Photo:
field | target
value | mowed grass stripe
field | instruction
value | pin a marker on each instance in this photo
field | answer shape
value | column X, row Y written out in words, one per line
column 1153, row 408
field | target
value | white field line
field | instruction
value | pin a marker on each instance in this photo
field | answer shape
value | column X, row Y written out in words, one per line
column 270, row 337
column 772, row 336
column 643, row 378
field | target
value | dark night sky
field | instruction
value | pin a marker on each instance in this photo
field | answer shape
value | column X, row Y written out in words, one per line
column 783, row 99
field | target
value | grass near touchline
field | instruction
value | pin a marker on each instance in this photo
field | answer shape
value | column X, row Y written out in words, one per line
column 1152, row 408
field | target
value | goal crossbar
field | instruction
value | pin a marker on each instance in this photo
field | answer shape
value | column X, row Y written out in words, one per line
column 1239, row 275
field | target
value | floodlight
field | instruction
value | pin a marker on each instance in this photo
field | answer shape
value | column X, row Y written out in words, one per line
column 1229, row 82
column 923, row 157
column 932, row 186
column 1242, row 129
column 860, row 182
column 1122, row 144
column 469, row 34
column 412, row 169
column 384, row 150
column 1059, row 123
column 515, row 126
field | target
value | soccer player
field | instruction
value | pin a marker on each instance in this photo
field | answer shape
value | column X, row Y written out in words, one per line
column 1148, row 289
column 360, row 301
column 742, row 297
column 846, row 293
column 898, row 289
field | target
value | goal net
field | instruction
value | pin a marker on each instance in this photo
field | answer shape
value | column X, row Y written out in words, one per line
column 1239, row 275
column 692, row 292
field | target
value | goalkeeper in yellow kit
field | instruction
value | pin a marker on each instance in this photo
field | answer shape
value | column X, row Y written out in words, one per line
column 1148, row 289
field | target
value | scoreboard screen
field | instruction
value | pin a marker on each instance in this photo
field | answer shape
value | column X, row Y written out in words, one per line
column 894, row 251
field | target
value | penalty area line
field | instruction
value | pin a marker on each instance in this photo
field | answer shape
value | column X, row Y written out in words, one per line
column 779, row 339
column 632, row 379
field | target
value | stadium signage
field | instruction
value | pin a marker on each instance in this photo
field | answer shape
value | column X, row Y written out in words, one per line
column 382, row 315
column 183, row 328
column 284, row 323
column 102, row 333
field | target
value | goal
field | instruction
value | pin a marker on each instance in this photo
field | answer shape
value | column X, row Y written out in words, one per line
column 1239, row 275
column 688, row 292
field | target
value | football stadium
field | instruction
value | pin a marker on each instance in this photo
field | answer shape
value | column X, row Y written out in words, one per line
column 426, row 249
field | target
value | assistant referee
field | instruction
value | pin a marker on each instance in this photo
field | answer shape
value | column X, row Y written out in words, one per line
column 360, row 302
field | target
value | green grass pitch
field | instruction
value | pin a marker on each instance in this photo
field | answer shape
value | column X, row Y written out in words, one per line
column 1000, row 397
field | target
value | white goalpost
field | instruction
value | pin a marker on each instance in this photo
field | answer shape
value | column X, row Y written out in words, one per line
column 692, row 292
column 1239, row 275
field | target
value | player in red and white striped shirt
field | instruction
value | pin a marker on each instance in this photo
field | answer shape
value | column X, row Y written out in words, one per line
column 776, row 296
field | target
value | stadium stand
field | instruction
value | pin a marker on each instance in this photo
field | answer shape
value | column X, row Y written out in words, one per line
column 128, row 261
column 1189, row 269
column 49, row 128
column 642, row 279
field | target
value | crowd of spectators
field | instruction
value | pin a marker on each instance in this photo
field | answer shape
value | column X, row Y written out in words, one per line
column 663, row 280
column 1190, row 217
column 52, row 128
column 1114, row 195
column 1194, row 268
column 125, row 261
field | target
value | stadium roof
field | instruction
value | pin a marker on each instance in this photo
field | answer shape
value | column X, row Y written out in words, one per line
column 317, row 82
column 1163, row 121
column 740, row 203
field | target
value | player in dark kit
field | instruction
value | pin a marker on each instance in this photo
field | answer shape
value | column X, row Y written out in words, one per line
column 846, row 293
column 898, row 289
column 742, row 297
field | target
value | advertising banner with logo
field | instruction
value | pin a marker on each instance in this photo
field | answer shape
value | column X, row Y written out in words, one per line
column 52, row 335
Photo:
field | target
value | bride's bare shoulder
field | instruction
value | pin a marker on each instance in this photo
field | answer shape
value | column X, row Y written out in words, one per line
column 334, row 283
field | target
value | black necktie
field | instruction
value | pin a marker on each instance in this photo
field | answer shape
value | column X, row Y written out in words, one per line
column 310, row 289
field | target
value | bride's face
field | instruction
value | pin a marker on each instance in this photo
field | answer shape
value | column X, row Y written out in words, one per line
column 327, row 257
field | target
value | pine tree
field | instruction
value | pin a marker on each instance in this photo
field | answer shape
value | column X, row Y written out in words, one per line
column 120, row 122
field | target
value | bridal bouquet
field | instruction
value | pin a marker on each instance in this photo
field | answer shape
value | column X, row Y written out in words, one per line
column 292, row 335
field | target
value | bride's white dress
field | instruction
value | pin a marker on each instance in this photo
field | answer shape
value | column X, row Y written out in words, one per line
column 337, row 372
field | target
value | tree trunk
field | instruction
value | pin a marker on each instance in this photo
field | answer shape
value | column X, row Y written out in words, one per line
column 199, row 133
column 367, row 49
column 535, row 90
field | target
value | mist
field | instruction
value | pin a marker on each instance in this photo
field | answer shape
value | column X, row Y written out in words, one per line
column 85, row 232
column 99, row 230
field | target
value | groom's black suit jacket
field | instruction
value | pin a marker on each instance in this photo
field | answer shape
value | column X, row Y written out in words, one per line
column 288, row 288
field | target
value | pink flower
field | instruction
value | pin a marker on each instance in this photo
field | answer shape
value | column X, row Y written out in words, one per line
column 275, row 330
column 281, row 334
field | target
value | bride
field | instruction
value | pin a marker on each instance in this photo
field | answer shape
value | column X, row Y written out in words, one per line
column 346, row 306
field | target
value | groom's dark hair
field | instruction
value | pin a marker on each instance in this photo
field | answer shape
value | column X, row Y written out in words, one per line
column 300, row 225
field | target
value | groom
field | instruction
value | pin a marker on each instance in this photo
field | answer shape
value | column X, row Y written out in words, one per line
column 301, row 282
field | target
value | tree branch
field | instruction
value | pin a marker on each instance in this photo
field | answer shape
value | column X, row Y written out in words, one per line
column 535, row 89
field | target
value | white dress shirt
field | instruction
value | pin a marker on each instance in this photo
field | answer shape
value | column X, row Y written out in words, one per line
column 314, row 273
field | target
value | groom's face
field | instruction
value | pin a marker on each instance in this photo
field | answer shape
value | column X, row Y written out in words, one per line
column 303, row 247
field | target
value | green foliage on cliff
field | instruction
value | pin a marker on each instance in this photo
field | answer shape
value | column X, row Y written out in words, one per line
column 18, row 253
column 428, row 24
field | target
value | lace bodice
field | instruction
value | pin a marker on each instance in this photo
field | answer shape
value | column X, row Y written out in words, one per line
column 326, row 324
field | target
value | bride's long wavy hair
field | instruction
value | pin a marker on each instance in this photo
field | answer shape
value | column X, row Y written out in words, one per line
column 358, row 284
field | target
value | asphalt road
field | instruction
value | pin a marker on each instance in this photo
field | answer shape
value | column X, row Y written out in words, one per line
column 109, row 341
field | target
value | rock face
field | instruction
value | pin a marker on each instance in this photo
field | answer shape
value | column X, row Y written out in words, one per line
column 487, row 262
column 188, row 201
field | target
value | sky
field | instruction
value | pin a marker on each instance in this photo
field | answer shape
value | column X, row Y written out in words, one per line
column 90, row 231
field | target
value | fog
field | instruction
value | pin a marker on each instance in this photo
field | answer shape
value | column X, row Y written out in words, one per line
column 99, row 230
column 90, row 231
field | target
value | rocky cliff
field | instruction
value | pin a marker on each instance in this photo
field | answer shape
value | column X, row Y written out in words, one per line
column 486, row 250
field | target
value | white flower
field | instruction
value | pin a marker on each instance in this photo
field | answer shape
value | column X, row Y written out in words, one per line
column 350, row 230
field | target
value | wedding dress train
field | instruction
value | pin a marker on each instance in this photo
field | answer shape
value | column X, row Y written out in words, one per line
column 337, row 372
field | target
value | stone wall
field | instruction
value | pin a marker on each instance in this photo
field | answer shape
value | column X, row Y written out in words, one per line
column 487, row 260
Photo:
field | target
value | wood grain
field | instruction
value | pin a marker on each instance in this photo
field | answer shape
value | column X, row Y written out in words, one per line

________________________

● Tarefa proposta: Selecione, nas entradas acima, todas as linhas que contêm a palavra "face", distinguindo maiúsculas de minúsculas.

● Resposta do exercício:
value | bride's face
value | groom's face
value | rock face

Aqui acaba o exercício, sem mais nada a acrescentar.